• _COMPITO DA SVOLGERE_: Trascrivi esattamente la parte dell'estratto sulla legge sul fine vita che si apre con le parole contenenti "In tema di contenuti" e si chiude con "dell’accompagnamento alla morte.".

• _ESTRATTO SCELTO_:
──────

Adesso pare che ci siamo, o quantomeno ci proviamo, visto che in parlamento è pronto un disegno di legge che ha l’obiettivo di “modernizzare” quantomeno le possibilità di decidere della propria vita.

Cosa c’è quindi e soprattutto cosa manca nella legge sul “fine vita” che pare prossima ad essere votata? 

Tanto per cominciare il DDL si scontrerà con l’assenza di equilibrio tra Camera e Senato con quest’ultimo che pare essere lo scoglio più grosso, vista l’esiguità della maggioranza (alla Camera è già stato approvato lo scorso 20 aprile).

In tema di contenuti invece la legge sul “fine vita” ruota intorno al fulcro centrale del cosiddetto DAT (Disposizioni Anticipate di Trattamento), ovvero la possibilità di dichiarare i propri intenti riguardo la somministrazione delle cure, con la possibilità per il paziente di “richiedere” una sedazione progressiva e profonda, per poter morire senza sofferenze.

Molto probabilmente la legge sul “fine vita” non sarà completa e rivoluzionaria ma, pensando agli standard cui siamo abituati, appare un buon provvedimento, se non altro per il fatto che non c’è differenziazione tra strutture pubbliche e private e che le situazioni di incurabilità vengono finalmente viste dal punto di vista dell’accompagnamento alla morte.

──────

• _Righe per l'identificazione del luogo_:
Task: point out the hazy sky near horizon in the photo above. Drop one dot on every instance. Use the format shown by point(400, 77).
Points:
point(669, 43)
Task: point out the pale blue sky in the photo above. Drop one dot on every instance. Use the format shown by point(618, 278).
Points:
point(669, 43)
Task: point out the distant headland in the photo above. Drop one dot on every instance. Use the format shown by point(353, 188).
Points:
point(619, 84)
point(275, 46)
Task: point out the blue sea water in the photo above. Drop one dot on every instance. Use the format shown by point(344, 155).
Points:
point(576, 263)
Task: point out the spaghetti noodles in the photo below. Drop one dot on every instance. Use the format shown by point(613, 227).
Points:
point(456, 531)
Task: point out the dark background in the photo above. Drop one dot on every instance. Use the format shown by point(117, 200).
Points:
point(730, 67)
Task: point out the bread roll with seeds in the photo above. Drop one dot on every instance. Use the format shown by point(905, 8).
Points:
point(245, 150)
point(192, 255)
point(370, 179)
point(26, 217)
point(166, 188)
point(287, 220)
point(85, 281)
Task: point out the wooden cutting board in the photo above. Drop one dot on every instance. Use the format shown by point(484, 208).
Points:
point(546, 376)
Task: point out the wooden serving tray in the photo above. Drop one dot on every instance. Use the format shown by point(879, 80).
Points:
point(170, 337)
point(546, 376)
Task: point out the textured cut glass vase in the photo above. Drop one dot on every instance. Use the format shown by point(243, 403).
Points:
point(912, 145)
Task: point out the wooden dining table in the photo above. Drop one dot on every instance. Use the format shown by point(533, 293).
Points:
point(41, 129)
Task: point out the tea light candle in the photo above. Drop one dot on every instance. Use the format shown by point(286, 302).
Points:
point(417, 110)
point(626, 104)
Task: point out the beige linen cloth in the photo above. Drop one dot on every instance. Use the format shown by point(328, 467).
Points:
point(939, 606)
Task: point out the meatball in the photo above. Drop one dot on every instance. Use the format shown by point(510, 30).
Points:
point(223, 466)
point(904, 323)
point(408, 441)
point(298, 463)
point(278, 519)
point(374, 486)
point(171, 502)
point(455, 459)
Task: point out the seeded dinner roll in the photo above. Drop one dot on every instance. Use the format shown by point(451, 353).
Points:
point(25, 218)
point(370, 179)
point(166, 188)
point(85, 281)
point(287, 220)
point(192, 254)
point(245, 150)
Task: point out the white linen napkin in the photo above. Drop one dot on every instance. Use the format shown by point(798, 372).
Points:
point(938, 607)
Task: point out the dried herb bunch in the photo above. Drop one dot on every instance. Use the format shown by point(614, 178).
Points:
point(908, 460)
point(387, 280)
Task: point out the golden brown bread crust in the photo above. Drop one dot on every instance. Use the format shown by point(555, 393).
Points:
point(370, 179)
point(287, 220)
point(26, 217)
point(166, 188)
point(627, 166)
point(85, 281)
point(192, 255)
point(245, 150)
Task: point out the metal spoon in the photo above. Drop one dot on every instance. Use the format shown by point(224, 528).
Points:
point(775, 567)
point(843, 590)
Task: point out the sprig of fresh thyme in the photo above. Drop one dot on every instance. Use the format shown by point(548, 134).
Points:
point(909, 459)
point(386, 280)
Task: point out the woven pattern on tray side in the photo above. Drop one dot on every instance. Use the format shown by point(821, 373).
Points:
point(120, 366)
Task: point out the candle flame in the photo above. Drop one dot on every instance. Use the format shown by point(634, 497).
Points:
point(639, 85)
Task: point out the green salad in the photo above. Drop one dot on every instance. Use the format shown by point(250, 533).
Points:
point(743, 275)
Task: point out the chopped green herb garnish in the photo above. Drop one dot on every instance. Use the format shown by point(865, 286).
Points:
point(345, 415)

──────

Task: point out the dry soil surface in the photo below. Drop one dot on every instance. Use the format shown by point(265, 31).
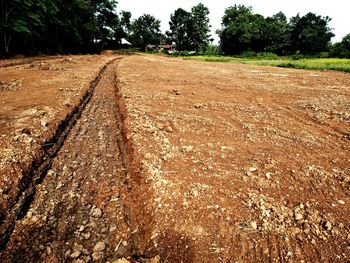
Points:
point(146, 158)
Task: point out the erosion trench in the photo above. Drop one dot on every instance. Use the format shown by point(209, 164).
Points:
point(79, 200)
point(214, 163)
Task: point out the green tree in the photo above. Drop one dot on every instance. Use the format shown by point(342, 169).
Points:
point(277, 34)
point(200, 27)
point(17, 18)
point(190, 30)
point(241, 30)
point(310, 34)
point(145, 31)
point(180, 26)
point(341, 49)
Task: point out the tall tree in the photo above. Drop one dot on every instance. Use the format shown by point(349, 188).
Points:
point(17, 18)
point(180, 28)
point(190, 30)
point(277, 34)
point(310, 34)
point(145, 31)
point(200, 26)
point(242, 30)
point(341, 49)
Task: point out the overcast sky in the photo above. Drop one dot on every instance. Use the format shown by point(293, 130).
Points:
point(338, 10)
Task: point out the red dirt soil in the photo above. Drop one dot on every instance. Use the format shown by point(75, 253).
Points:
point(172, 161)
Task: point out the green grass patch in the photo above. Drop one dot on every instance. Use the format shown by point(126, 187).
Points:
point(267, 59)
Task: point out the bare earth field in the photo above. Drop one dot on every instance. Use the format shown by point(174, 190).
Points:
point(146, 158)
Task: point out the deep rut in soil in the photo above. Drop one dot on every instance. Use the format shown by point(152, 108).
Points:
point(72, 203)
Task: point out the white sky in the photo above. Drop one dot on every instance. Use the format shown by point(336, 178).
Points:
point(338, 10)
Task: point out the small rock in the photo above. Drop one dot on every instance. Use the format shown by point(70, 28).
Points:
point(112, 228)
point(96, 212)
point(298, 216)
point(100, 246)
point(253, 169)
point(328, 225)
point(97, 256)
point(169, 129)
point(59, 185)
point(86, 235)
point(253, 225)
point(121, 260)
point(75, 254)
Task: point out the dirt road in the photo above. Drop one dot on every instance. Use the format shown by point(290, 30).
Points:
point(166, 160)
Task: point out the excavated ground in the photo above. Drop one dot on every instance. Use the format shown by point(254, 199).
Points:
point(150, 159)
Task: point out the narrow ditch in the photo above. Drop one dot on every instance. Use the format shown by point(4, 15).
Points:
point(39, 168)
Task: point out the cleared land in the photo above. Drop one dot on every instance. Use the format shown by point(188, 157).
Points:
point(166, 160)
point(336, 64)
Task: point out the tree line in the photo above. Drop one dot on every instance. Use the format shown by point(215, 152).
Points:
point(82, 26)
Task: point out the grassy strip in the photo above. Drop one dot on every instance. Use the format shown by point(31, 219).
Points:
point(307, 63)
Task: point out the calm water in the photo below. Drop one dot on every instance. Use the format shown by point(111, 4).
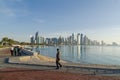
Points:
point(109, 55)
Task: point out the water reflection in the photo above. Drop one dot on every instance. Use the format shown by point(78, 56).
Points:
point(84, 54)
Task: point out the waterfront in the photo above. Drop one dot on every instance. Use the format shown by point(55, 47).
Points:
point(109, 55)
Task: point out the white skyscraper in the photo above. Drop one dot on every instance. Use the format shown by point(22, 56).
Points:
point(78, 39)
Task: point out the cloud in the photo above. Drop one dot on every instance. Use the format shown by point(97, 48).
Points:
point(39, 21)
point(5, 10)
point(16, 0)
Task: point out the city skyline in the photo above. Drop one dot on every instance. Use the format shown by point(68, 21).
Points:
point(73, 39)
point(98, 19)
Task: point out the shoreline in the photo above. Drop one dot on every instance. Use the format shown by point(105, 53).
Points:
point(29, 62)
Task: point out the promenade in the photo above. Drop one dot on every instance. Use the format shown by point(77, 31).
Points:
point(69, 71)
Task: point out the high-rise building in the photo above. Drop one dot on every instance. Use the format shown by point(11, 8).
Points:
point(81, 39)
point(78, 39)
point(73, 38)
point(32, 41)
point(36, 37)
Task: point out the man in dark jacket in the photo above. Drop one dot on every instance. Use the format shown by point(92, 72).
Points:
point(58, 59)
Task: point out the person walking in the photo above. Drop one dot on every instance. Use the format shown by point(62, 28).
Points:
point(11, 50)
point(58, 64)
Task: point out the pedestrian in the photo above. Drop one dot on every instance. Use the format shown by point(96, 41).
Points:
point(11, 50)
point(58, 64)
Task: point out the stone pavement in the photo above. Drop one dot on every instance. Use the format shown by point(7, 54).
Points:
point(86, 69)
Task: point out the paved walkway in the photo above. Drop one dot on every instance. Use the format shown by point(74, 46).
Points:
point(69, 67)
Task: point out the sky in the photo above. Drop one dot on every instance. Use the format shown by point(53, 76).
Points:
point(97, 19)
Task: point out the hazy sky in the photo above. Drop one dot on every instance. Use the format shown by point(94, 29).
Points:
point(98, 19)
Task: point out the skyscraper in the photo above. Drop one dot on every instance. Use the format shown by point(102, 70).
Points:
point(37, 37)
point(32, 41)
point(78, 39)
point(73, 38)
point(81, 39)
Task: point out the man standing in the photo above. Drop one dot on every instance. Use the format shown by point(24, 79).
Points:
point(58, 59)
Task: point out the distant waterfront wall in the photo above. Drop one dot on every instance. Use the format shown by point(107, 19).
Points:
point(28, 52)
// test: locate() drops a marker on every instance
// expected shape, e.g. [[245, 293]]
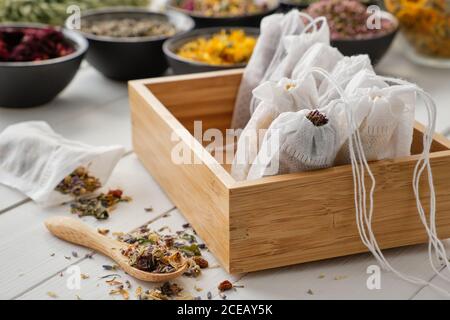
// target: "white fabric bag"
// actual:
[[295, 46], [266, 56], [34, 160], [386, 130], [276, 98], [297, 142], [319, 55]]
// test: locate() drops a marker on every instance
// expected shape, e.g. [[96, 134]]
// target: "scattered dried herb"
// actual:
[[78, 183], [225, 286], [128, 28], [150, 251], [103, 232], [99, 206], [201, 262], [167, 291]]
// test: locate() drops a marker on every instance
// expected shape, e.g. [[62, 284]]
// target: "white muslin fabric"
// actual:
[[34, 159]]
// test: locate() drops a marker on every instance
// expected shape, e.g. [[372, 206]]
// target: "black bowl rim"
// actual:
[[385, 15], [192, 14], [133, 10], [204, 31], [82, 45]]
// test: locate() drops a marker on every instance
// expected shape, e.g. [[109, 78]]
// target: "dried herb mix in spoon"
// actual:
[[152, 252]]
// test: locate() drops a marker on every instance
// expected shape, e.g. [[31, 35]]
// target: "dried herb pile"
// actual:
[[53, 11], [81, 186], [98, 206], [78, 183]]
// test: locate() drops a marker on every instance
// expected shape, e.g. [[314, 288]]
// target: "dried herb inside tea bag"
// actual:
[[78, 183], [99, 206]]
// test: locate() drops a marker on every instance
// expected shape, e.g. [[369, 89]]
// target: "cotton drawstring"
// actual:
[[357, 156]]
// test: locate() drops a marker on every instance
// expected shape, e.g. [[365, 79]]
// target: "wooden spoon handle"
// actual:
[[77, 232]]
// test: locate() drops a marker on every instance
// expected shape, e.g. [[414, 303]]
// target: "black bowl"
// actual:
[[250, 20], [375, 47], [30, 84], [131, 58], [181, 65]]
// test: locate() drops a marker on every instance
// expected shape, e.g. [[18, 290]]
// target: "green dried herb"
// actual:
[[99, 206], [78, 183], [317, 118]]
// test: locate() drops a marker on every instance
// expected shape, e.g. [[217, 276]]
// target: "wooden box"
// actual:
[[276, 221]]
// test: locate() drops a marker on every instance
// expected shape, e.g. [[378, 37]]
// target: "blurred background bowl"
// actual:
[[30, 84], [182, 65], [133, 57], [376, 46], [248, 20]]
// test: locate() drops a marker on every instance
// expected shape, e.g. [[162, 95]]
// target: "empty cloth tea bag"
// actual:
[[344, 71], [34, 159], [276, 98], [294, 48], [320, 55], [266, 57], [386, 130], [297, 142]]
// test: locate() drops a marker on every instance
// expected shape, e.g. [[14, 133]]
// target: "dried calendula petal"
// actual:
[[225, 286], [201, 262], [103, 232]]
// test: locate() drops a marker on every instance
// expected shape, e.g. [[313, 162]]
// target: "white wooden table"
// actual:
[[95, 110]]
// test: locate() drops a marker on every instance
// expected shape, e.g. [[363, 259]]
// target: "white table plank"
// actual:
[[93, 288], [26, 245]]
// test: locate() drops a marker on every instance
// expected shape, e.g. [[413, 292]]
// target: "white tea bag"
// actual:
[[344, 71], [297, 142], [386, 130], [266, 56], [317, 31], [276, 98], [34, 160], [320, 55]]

──────

• _SOLUZIONE DEL PROBLEMA_:
In tema di contenuti invece la legge sul “fine vita” ruota intorno al fulcro centrale del cosiddetto DAT (Disposizioni Anticipate di Trattamento), ovvero la possibilità di dichiarare i propri intenti riguardo la somministrazione delle cure, con la possibilità per il paziente di “richiedere” una sedazione progressiva e profonda, per poter morire senza sofferenze.

Molto probabilmente la legge sul “fine vita” non sarà completa e rivoluzionaria ma, pensando agli standard cui siamo abituati, appare un buon provvedimento, se non altro per il fatto che non c’è differenziazione tra strutture pubbliche e private e che le situazioni di incurabilità vengono finalmente viste dal punto di vista dell’accompagnamento alla morte.